*WRITTEN TASKS*.
(A) In the passage about Lyth's Test summer, in what year did Lyth first play for Yorkshire?
(B) Continue the passage about Lyth's Test summer from the point where it ends.

*EXCERPT*.
— BEGIN —

Lyth showed all his class during the innings of 107 against New Zealand that inked him in for the rest of the Test match summer.

He prospered against the high-quality new-ball pair of Trent Boult and Tim Southee in a match that the Kiwis won by 199 runs.

But the runs dried up somewhat against a talented Australian pace attack, which tested all the English batsmen.

The going was never easy against the likes of ex-Yorkshire pace bowler Mitchell Starc and Mitchell Johnson, which only made England’s 3-2 series win all the more impressive.

“I had a great year overall,” reflected Lyth, who first played for Yorkshire in 2006.

“I got runs for Yorkshire in the first match of the season against the MCC in Abu Dhabi, which I guess kind of helped me get picked for the England squad that then went on tour to the West Indies.

“I came back and made my Test debut against New Zealand (at Lord’s), which was a fantastic moment for me and my family, and then I got that hundred in my second Test match at Headingley.

“It kind of went a bit downhill from there, and although it was great to be part of a winning Ashes series, on a personal level it didn’t quite go so well, and it was a big learning curve for me playing against Australia.”

There are those who believe that Lyth, 28, might have had a better time of things last summer had England handed him his Test debut in the West Indies in the Spring, thus giving him more experience ahead of the Ashes.

— END —

*SUPPLIED ENTRIES*.

— BEGIN —

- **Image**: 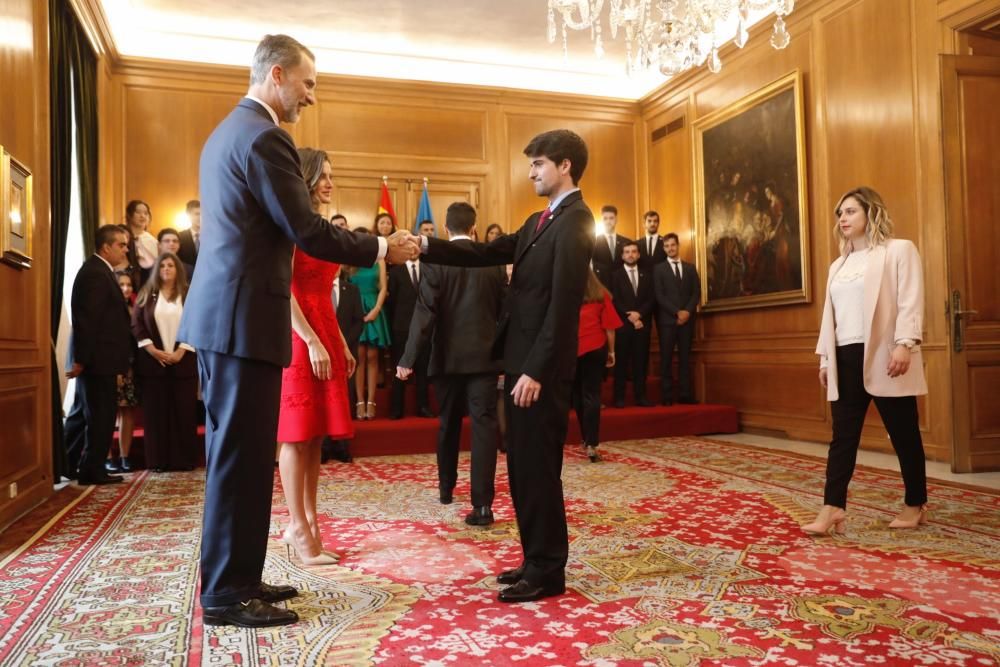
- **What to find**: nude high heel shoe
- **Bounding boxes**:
[889,505,927,528]
[802,506,847,535]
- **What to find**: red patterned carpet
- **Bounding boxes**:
[0,438,1000,667]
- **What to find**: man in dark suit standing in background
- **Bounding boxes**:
[592,204,629,292]
[396,202,504,526]
[611,241,656,408]
[386,260,434,419]
[177,199,201,276]
[321,262,365,463]
[653,232,701,405]
[636,211,667,275]
[423,130,594,602]
[65,225,136,484]
[177,35,417,627]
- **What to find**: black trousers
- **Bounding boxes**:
[504,374,572,586]
[823,343,927,508]
[72,372,118,477]
[198,350,281,607]
[389,340,431,417]
[572,345,608,447]
[434,373,497,507]
[656,317,694,402]
[614,320,653,403]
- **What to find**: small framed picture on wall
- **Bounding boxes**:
[0,146,34,269]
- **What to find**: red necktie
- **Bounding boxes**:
[535,209,552,234]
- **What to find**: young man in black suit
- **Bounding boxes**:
[177,199,201,274]
[592,204,629,291]
[321,262,365,463]
[65,225,135,484]
[396,202,504,526]
[611,241,656,408]
[386,260,434,419]
[177,35,419,627]
[423,130,594,602]
[653,232,701,405]
[636,211,667,271]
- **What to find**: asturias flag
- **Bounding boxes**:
[413,180,437,236]
[378,178,396,226]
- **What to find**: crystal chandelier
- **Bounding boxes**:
[548,0,795,76]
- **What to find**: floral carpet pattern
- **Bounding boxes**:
[0,438,1000,667]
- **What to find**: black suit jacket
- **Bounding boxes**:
[132,292,198,378]
[591,234,629,290]
[385,262,424,344]
[399,247,506,377]
[636,234,667,271]
[177,98,379,366]
[653,261,701,325]
[177,229,198,272]
[611,267,656,328]
[330,274,365,358]
[70,255,135,375]
[424,191,594,387]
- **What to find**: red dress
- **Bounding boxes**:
[278,249,354,442]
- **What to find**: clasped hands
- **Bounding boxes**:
[385,229,421,264]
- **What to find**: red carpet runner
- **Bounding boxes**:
[0,438,1000,667]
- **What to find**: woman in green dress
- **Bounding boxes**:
[350,227,392,419]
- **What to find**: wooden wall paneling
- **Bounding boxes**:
[0,0,53,529]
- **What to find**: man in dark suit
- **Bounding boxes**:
[416,130,594,602]
[386,260,434,419]
[653,232,701,405]
[177,199,201,282]
[396,202,504,526]
[592,204,629,291]
[636,211,667,272]
[321,266,365,463]
[177,35,417,627]
[65,225,135,484]
[611,241,656,408]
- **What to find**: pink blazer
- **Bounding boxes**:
[816,239,927,401]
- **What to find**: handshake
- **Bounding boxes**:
[385,229,422,264]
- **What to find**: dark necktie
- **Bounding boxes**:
[535,209,552,234]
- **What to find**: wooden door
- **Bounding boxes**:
[941,56,1000,472]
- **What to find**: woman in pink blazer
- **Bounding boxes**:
[802,187,927,535]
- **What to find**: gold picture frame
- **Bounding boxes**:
[692,70,812,311]
[0,146,35,269]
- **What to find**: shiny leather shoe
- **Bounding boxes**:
[260,581,299,604]
[465,506,493,526]
[202,598,299,628]
[497,565,524,586]
[497,579,566,602]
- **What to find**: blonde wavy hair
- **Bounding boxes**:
[833,185,893,254]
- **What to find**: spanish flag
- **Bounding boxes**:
[378,176,396,227]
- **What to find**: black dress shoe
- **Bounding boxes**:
[497,579,566,602]
[76,470,125,486]
[465,506,493,526]
[202,598,299,628]
[260,581,299,603]
[497,565,524,586]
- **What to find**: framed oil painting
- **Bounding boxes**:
[693,70,810,311]
[0,147,34,269]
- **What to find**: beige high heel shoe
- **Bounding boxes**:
[802,505,847,535]
[281,531,339,567]
[889,505,927,528]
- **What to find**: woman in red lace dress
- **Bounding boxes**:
[278,148,355,565]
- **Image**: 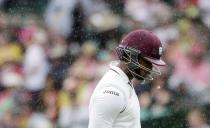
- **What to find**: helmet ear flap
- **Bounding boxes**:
[116,47,130,63]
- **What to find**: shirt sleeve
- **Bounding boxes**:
[88,87,125,128]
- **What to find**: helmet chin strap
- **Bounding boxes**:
[125,63,153,83]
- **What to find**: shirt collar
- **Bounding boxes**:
[110,61,130,83]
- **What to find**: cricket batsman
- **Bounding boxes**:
[88,29,165,128]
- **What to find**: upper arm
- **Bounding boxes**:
[89,87,125,128]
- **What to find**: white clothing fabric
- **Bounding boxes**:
[88,62,141,128]
[23,43,49,91]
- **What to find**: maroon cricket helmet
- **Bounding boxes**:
[118,29,165,66]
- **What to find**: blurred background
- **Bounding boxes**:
[0,0,210,128]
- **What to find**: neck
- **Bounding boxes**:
[117,62,133,81]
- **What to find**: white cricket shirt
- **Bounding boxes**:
[88,62,141,128]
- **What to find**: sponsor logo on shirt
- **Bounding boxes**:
[103,90,120,96]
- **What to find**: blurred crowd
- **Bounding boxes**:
[0,0,210,128]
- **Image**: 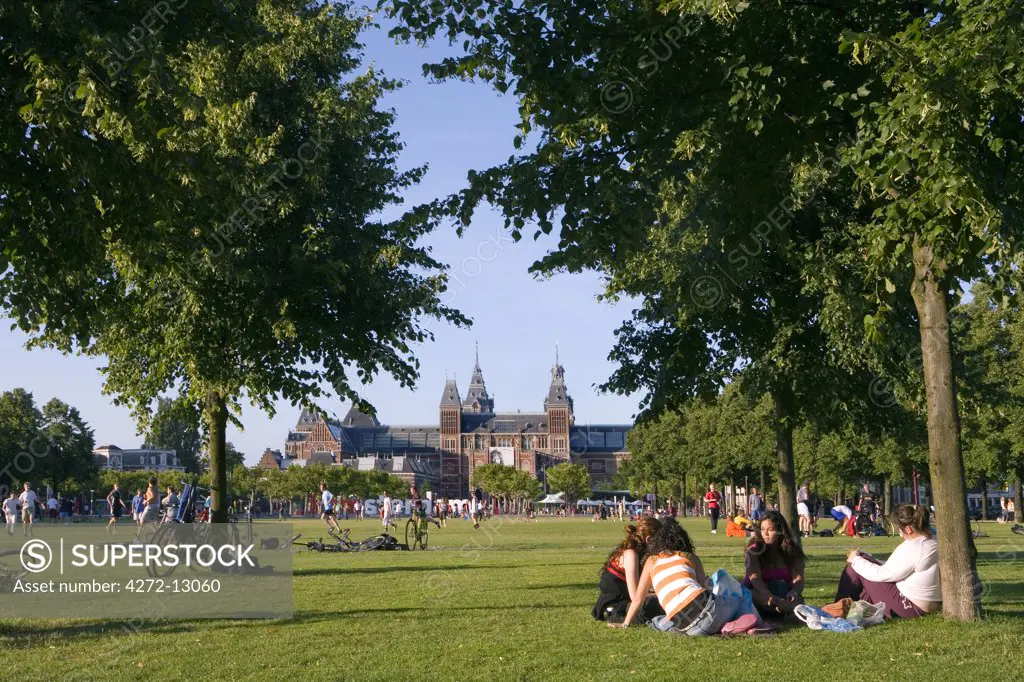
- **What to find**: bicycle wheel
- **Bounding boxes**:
[406,518,419,549]
[358,536,387,552]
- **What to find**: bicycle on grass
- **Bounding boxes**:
[145,479,253,578]
[292,528,397,552]
[853,512,899,538]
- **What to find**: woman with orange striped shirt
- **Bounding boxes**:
[608,518,741,636]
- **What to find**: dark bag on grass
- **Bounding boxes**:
[591,568,665,625]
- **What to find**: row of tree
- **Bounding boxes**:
[0,0,469,521]
[618,281,1024,513]
[95,464,409,512]
[389,0,1024,620]
[0,388,96,497]
[6,0,1024,619]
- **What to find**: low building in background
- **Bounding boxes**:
[282,348,633,499]
[92,444,185,471]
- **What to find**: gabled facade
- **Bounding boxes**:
[282,348,632,498]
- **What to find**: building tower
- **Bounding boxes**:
[544,346,573,460]
[462,346,495,414]
[440,379,469,499]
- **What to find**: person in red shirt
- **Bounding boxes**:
[705,483,722,535]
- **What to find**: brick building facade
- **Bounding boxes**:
[285,350,632,498]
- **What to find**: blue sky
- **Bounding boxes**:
[0,18,639,464]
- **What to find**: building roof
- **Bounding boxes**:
[462,348,495,413]
[440,379,462,408]
[544,360,572,411]
[462,412,548,433]
[341,402,381,426]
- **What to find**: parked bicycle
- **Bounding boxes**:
[853,512,899,538]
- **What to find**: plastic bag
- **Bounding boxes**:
[846,599,886,628]
[821,597,853,619]
[711,568,758,617]
[795,604,860,632]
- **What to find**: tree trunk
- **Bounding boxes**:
[910,239,981,621]
[882,474,893,516]
[679,473,686,518]
[772,383,799,528]
[760,467,768,511]
[206,391,227,523]
[978,474,988,521]
[1014,470,1024,523]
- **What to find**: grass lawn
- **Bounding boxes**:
[0,512,1024,682]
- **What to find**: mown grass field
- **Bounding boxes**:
[0,512,1024,682]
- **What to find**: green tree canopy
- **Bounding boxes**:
[144,397,203,473]
[0,0,468,520]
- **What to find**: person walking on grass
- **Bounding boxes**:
[135,476,160,540]
[321,483,341,534]
[17,483,37,536]
[131,487,145,525]
[746,487,765,521]
[3,493,17,538]
[705,483,722,535]
[381,493,391,532]
[106,483,127,535]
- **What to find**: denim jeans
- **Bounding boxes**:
[650,595,742,637]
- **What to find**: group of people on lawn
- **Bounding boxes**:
[593,505,941,635]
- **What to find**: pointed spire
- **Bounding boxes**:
[462,343,495,413]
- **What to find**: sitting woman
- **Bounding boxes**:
[743,511,805,619]
[836,505,942,619]
[608,518,753,636]
[591,516,665,623]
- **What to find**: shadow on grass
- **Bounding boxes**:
[295,561,597,573]
[284,604,578,627]
[0,619,197,648]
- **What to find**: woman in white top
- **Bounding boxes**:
[836,505,942,619]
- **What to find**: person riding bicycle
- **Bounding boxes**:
[857,483,879,523]
[409,483,441,528]
[321,483,341,534]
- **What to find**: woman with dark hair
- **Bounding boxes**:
[836,505,942,619]
[591,516,664,623]
[608,518,756,636]
[743,511,806,619]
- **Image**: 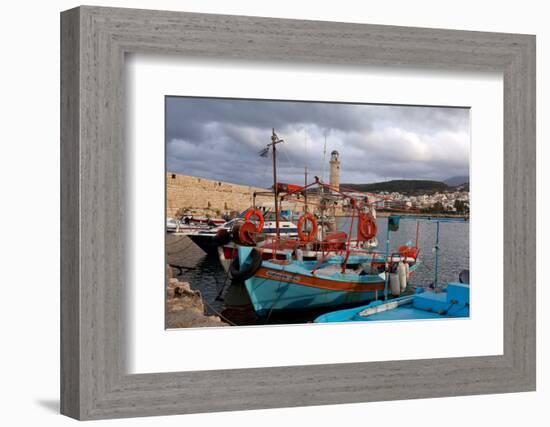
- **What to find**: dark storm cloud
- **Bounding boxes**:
[166,97,470,187]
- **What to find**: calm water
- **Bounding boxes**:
[178,218,470,325]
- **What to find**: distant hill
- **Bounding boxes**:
[340,179,449,193]
[443,176,470,187]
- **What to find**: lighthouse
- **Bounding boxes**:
[330,150,340,190]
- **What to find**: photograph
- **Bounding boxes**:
[165,96,470,329]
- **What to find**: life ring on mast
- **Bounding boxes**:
[357,213,378,241]
[298,212,318,242]
[244,209,265,233]
[236,221,258,246]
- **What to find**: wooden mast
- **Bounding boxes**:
[269,129,284,239]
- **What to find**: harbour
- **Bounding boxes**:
[166,99,470,328]
[167,217,469,326]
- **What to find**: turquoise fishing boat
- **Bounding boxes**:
[235,246,419,317]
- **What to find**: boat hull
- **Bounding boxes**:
[245,267,384,317]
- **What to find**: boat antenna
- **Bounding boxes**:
[267,129,284,239]
[304,129,307,213]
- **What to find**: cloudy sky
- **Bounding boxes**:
[166,97,470,187]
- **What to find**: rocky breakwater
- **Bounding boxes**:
[166,267,229,329]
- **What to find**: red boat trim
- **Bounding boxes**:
[254,267,385,292]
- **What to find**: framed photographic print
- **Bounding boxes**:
[61,7,535,419]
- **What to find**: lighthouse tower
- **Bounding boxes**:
[330,150,340,190]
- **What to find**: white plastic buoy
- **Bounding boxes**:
[390,273,401,297]
[397,261,407,292]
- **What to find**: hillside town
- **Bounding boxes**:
[378,186,470,214]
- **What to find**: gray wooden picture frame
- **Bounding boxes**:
[61,6,536,420]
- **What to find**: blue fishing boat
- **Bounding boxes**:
[314,283,470,323]
[314,216,470,323]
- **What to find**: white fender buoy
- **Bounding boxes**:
[390,273,401,297]
[397,261,407,292]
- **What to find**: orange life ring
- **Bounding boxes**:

— END —

*ANSWERS BY TASK*.
(A) 2006

(B)
England, instead, opened with Jonathan Trott in the Caribbean in a move that not unexpectedly backfired, the Warwickshire batsman managing 72 runs in six innings before announcing his retirement from international cricket.

But with Notts batsman Alex Hales having failed to cement his place alongside captain Alastair Cook at the top of the order during the winter, scoring 136 runs in eight innings against South Africa, Lyth remains firmly in the mix for an opener’s berth.

A strong start to the summer could force the selectors to look once more in his direction, with the second opener’s position having been a major problem for them since the retirement of Andrew Strauss in 2012.

Since Strauss’s departure, eight men have been tried and tested to varying success.

Nick Compton enjoyed the longest run with nine games that brought him 479 runs at 31.93.

Yorkshire’s Joe Root was up next, scoring 339 runs in five Tests at 37.66.

Michael Carberry also had five Tests in the role, managing 281 runs at 28.10 on the ill-fated 2013-14 Ashes tour.

Sam Robson hit 336 runs in seven matches at 30.54 and, like Lyth, scored a century at Headingley in his second Test before falling by the wayside.

After Trott and Lyth came and went, Moeen Ali opened the batting for three Tests against Pakistan in the UAE last autumn, scoring 84 runs at 14.00 before making way for latest incumbent Hales.

“Hopefully, I can bounce back and get some runs this year, and then you never know what might happen if things go well,” said Lyth, who is seeking to recapture the form of 2014 when he top-scored for Yorkshire with 1,489 County Championship runs at 67.68, including six hundreds and a career-best 251 against Lancashire at Old Trafford.

“I’ve just got to get on with it and back myself, and if I can get some runs early-season and put some big scores on the board for Yorkshire, then, hopefully, the selectors will be picking me.

“If I do get a call-up again it would be fantastic, and I think I’ll be a better player for the experience of what happened last year.

“It can only help me going forward, and I cannot wait for the season to start.”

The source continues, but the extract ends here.